Part of a data file
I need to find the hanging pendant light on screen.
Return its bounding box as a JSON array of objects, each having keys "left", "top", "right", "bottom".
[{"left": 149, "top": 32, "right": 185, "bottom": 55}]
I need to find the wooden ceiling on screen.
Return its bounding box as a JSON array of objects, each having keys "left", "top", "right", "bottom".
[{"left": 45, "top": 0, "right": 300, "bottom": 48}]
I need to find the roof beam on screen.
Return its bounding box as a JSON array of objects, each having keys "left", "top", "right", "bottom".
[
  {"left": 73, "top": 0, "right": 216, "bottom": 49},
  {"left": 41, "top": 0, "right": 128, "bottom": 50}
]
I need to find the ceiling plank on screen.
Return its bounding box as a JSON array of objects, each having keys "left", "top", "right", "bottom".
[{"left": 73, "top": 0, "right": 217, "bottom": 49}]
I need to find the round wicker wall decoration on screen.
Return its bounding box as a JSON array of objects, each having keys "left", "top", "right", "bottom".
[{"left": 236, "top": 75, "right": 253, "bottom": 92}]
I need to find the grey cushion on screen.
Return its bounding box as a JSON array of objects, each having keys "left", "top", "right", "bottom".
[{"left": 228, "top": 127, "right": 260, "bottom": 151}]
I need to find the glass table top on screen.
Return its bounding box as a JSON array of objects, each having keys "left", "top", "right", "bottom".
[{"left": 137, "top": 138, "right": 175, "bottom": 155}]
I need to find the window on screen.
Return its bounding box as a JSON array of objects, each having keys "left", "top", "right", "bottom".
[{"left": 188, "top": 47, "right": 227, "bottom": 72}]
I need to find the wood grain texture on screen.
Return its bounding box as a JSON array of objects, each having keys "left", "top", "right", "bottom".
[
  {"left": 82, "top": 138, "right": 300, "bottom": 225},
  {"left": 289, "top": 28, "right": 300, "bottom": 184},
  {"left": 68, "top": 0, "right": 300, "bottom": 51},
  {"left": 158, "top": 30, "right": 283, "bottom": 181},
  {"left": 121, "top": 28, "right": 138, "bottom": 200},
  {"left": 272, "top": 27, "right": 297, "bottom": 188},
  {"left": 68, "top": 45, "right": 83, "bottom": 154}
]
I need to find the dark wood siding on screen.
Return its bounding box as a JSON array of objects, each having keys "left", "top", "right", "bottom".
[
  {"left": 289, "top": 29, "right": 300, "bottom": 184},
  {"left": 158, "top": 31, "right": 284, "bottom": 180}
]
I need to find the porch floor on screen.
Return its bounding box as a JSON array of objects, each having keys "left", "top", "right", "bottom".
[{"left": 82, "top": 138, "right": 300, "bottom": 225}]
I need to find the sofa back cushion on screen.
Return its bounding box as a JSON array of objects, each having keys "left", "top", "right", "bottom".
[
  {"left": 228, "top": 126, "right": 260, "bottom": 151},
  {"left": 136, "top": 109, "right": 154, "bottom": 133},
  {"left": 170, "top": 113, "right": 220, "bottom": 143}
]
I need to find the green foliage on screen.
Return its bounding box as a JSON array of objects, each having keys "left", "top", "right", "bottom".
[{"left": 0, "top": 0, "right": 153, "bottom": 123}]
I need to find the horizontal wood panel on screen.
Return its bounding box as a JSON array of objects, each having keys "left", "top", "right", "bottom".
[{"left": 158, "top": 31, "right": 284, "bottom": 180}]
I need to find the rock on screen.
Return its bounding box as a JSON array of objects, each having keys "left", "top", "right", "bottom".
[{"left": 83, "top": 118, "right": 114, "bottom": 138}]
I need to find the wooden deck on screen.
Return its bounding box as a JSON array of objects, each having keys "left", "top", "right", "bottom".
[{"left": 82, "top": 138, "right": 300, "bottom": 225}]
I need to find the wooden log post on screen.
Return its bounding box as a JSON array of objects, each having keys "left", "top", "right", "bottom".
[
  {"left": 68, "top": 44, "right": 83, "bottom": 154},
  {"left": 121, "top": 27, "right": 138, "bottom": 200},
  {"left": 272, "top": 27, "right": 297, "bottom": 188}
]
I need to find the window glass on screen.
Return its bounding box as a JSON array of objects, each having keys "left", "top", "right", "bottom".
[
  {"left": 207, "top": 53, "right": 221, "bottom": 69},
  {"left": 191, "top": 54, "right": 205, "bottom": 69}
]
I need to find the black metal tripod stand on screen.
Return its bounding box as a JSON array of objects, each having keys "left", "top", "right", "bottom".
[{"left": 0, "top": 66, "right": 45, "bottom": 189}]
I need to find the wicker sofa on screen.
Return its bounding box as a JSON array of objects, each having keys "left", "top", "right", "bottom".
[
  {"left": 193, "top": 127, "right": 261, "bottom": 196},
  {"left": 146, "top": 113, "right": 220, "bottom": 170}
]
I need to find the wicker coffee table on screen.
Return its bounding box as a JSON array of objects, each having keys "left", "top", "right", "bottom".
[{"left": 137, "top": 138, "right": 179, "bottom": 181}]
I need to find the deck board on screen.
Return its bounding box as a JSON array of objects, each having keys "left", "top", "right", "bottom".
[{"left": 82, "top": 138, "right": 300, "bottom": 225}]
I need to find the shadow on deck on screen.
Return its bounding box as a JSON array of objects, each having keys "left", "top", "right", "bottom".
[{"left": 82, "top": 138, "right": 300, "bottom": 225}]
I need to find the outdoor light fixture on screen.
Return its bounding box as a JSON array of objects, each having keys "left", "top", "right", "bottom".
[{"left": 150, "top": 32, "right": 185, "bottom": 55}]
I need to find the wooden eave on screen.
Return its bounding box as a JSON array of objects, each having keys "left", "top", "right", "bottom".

TASK OBJECTIVE
Pull out the lines of the data word for word, starting at the line that contains "I need to find the outdoor" and ending at the last line of the data, with both ends included.

ANSWER IN FULL
I need to find the outdoor light fixture on screen.
Return its bounding box as a JSON array of objects, each having keys "left", "top", "right", "bottom".
[{"left": 150, "top": 32, "right": 185, "bottom": 55}]
I need to find the wooden eave on screen.
Return its bounding box as a JSON array of objects, each having keys "left", "top", "right", "bottom".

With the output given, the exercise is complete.